*Problem to work on*
Update the listing below by substituting "a single marker apiece" for every occurrence of "one marker each", keeping all other text the same.

*Excerpts from a location annotation dataset*
** start **

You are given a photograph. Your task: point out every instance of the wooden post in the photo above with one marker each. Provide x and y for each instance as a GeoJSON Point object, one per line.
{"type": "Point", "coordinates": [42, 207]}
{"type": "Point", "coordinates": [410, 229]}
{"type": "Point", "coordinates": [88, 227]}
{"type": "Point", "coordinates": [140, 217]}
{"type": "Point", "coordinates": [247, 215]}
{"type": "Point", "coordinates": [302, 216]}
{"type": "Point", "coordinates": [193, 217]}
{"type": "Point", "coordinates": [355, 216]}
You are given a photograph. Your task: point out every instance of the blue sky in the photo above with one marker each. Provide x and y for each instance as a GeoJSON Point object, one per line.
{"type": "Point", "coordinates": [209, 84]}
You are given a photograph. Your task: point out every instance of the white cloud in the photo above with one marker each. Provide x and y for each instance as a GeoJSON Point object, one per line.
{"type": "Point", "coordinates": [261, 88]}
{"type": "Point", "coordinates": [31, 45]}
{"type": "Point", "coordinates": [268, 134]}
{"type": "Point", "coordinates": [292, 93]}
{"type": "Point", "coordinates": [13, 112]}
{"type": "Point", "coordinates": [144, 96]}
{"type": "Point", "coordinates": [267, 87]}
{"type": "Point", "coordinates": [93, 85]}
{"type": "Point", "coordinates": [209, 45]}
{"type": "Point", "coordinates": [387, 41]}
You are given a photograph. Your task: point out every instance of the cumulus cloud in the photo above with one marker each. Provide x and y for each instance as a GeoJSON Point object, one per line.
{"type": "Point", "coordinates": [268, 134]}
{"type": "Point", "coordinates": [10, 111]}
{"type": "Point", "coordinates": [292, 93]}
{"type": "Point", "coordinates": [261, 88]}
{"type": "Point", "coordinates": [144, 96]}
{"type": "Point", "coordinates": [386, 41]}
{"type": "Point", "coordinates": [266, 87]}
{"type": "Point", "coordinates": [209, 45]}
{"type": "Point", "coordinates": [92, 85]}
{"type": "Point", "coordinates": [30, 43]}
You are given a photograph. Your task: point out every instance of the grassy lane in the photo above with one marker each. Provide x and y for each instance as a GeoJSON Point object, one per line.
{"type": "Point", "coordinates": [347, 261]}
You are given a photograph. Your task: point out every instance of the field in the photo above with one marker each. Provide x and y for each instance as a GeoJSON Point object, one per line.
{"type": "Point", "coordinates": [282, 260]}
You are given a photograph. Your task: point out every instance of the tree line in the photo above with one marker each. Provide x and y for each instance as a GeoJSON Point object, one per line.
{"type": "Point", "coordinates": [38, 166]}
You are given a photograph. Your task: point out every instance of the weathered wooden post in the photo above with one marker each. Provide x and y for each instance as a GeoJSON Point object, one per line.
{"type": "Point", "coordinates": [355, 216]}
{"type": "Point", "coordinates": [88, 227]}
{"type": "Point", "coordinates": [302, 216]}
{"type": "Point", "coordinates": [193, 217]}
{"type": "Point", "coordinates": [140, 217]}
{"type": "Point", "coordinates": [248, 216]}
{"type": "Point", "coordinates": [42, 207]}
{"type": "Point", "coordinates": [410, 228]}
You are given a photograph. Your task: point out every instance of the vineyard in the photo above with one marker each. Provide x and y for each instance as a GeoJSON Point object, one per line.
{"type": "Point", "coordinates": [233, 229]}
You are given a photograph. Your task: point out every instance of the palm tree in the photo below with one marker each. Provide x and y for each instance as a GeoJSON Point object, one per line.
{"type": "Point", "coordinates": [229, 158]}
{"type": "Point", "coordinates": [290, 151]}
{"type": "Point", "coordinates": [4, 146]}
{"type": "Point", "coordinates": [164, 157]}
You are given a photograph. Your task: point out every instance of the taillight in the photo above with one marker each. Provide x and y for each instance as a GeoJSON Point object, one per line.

** end **

*Solved problem*
You are given a photograph. Your task: point out every instance of the wooden post in the photo above with a single marker apiece. Provide x and y for each instance as a GeoJSON Point object, one per line.
{"type": "Point", "coordinates": [42, 207]}
{"type": "Point", "coordinates": [410, 229]}
{"type": "Point", "coordinates": [88, 227]}
{"type": "Point", "coordinates": [140, 217]}
{"type": "Point", "coordinates": [247, 215]}
{"type": "Point", "coordinates": [302, 216]}
{"type": "Point", "coordinates": [193, 217]}
{"type": "Point", "coordinates": [355, 216]}
You are given a photograph. Your task: point out every instance of the blue sky in the photo above with a single marker apiece. Provide x and y for each instance as a GeoJSON Point object, one per line.
{"type": "Point", "coordinates": [209, 84]}
You are given a photograph. Your task: point out every instance of the white cloud in the photo above with a single marker apiece. Provide x and y for each instance as a GeoJSON Point object, one per line.
{"type": "Point", "coordinates": [261, 88]}
{"type": "Point", "coordinates": [31, 45]}
{"type": "Point", "coordinates": [268, 134]}
{"type": "Point", "coordinates": [292, 93]}
{"type": "Point", "coordinates": [13, 112]}
{"type": "Point", "coordinates": [144, 96]}
{"type": "Point", "coordinates": [267, 87]}
{"type": "Point", "coordinates": [93, 85]}
{"type": "Point", "coordinates": [209, 45]}
{"type": "Point", "coordinates": [387, 41]}
You are given a photograph. Your task: point out every instance of the cumulus cloud in the photo above with a single marker apiece. Provide x and y for each instance as a GeoJSON Point object, one per line.
{"type": "Point", "coordinates": [268, 134]}
{"type": "Point", "coordinates": [10, 111]}
{"type": "Point", "coordinates": [292, 93]}
{"type": "Point", "coordinates": [261, 88]}
{"type": "Point", "coordinates": [144, 96]}
{"type": "Point", "coordinates": [386, 41]}
{"type": "Point", "coordinates": [266, 87]}
{"type": "Point", "coordinates": [209, 45]}
{"type": "Point", "coordinates": [92, 85]}
{"type": "Point", "coordinates": [30, 43]}
You are given a photograph. Your task: point out every instance of the grassy lane in the photo above with a single marker apiece. Provide x and y for each instance as a GeoJSON Point object, one per line.
{"type": "Point", "coordinates": [347, 261]}
You are given a photograph. Your task: point out every instance of the field in the photo above with a single marker apiece. Provide x and y for each instance as a GeoJSON Point object, one per line.
{"type": "Point", "coordinates": [282, 260]}
You are given a photograph. Your task: point out every instance of the tree line in the photo above with a single marker apiece. Provide x and y for each instance as a GeoJSON Point object, one per line.
{"type": "Point", "coordinates": [38, 166]}
You are given a photograph. Your task: point out every instance of the weathered wooden post in the photo above with a single marker apiece. Provide x and y for each instance as a GeoJSON Point object, one per line.
{"type": "Point", "coordinates": [355, 216]}
{"type": "Point", "coordinates": [88, 227]}
{"type": "Point", "coordinates": [302, 216]}
{"type": "Point", "coordinates": [193, 217]}
{"type": "Point", "coordinates": [140, 217]}
{"type": "Point", "coordinates": [248, 216]}
{"type": "Point", "coordinates": [42, 207]}
{"type": "Point", "coordinates": [410, 228]}
You are given a photograph. Your task: point out every instance of the vineyard in the photo above with a single marker apiece. Provide x and y for each instance as a GeoJSON Point object, one per line.
{"type": "Point", "coordinates": [233, 229]}
You are given a photograph. Your task: point out every instance of the palm tree in the photo below with a single marker apiece. Provide x and y for each instance as a GeoJSON Point object, one per line.
{"type": "Point", "coordinates": [229, 158]}
{"type": "Point", "coordinates": [290, 151]}
{"type": "Point", "coordinates": [4, 146]}
{"type": "Point", "coordinates": [164, 157]}
You are given a photograph. Your task: point out every instance of the taillight in the photo above with a single marker apiece. Provide x and y for each instance as a GeoJSON Point object, one per line.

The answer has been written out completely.